= Description of the task =
Each record has to be repeated exactly as given.

Supplied records Block Start

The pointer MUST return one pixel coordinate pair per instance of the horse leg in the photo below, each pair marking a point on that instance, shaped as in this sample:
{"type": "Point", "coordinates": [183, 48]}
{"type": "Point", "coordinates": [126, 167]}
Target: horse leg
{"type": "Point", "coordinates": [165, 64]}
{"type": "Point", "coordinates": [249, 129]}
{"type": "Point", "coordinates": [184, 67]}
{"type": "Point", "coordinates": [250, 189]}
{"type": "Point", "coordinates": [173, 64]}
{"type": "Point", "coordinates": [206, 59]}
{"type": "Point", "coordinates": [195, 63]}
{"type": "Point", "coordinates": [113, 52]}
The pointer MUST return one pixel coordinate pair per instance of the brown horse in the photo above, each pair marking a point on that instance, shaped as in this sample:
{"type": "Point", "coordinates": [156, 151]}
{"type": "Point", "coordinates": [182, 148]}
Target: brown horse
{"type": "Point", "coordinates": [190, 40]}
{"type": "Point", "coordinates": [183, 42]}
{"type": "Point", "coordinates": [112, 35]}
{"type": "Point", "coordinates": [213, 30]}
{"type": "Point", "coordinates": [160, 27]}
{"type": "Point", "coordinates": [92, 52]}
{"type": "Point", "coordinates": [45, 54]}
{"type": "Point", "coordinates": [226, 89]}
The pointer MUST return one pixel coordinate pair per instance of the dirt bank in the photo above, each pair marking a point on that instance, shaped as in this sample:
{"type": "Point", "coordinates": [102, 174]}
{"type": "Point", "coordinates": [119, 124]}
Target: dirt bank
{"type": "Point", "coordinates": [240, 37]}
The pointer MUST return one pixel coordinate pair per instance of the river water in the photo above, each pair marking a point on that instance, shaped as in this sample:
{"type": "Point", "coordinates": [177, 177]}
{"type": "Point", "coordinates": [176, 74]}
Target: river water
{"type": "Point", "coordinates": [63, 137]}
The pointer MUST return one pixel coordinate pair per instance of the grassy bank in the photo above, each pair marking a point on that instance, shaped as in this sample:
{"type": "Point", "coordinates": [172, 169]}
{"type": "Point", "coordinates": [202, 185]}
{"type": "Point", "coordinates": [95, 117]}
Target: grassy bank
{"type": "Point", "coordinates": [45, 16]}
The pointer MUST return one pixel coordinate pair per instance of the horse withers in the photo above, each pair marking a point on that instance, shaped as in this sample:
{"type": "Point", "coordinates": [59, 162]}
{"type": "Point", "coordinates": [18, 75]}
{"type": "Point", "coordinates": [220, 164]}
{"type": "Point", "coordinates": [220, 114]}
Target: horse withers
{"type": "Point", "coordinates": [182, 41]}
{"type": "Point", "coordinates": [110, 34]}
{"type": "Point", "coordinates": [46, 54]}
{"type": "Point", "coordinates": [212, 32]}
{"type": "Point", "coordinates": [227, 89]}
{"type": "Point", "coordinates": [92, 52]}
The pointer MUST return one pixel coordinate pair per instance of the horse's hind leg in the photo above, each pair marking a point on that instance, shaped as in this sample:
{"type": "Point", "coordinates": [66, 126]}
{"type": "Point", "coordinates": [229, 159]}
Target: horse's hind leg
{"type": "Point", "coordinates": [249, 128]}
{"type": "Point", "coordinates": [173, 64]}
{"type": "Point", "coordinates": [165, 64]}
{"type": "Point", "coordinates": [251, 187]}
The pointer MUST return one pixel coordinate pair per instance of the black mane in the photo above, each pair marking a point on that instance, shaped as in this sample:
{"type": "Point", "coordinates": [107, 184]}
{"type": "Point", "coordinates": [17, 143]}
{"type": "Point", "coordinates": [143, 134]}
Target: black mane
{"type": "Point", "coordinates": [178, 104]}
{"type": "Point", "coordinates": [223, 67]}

Supplied records Block End

= Output =
The pointer MUST return one pixel coordinate pair per instance of the horse leg in the photo below, each pair marking a point on that instance, shaped as in this sample:
{"type": "Point", "coordinates": [183, 48]}
{"type": "Point", "coordinates": [126, 167]}
Target: horse leg
{"type": "Point", "coordinates": [165, 64]}
{"type": "Point", "coordinates": [249, 129]}
{"type": "Point", "coordinates": [184, 67]}
{"type": "Point", "coordinates": [250, 189]}
{"type": "Point", "coordinates": [173, 64]}
{"type": "Point", "coordinates": [206, 59]}
{"type": "Point", "coordinates": [195, 63]}
{"type": "Point", "coordinates": [113, 52]}
The pointer MUST return one pixel coordinate pair per instance of the brown horse in the photo above, each pair marking a point on that instance, shaped as in this sample:
{"type": "Point", "coordinates": [156, 151]}
{"type": "Point", "coordinates": [182, 148]}
Target: brown horse
{"type": "Point", "coordinates": [190, 40]}
{"type": "Point", "coordinates": [183, 42]}
{"type": "Point", "coordinates": [112, 35]}
{"type": "Point", "coordinates": [213, 30]}
{"type": "Point", "coordinates": [160, 27]}
{"type": "Point", "coordinates": [92, 52]}
{"type": "Point", "coordinates": [45, 54]}
{"type": "Point", "coordinates": [226, 89]}
The pointer MUST return one pixel coordinate pair per instance of the dirt bank in the photo above, each pair marking a point on that instance, shaped as in this sample:
{"type": "Point", "coordinates": [102, 174]}
{"type": "Point", "coordinates": [119, 124]}
Target: dirt bank
{"type": "Point", "coordinates": [240, 37]}
The pointer MUST return one pixel coordinate pair per instance of the river water in the photo above, each pair marking a point on that instance, shaped as in this sample:
{"type": "Point", "coordinates": [177, 177]}
{"type": "Point", "coordinates": [176, 74]}
Target: river water
{"type": "Point", "coordinates": [63, 137]}
The pointer MUST return one pixel coordinate pair per instance of the grassy bank in the photo above, each pair marking a point on that instance, shaped as in this sample:
{"type": "Point", "coordinates": [172, 169]}
{"type": "Point", "coordinates": [202, 185]}
{"type": "Point", "coordinates": [95, 117]}
Target: grassy bank
{"type": "Point", "coordinates": [45, 16]}
The pointer MUST return one pixel coordinate pair per instance of the horse withers in the photo above, each pair marking a point on that instance, shaped as in this sample:
{"type": "Point", "coordinates": [59, 162]}
{"type": "Point", "coordinates": [18, 75]}
{"type": "Point", "coordinates": [220, 164]}
{"type": "Point", "coordinates": [220, 114]}
Target: horse withers
{"type": "Point", "coordinates": [182, 41]}
{"type": "Point", "coordinates": [110, 34]}
{"type": "Point", "coordinates": [46, 54]}
{"type": "Point", "coordinates": [212, 32]}
{"type": "Point", "coordinates": [227, 89]}
{"type": "Point", "coordinates": [92, 52]}
The pointer MUST return one pixel coordinate pair per instance of the horse's hind leg in the photo above, each pair marking a point on that instance, shaped as in this sample:
{"type": "Point", "coordinates": [66, 126]}
{"type": "Point", "coordinates": [229, 159]}
Target: horse's hind leg
{"type": "Point", "coordinates": [249, 128]}
{"type": "Point", "coordinates": [173, 64]}
{"type": "Point", "coordinates": [165, 64]}
{"type": "Point", "coordinates": [251, 187]}
The pointer MUST return one pixel coordinate pair per instance of the black mane in the photo above, each pair marking a point on that instance, shaped as in this sample:
{"type": "Point", "coordinates": [107, 184]}
{"type": "Point", "coordinates": [17, 143]}
{"type": "Point", "coordinates": [143, 134]}
Target: black mane
{"type": "Point", "coordinates": [178, 104]}
{"type": "Point", "coordinates": [223, 67]}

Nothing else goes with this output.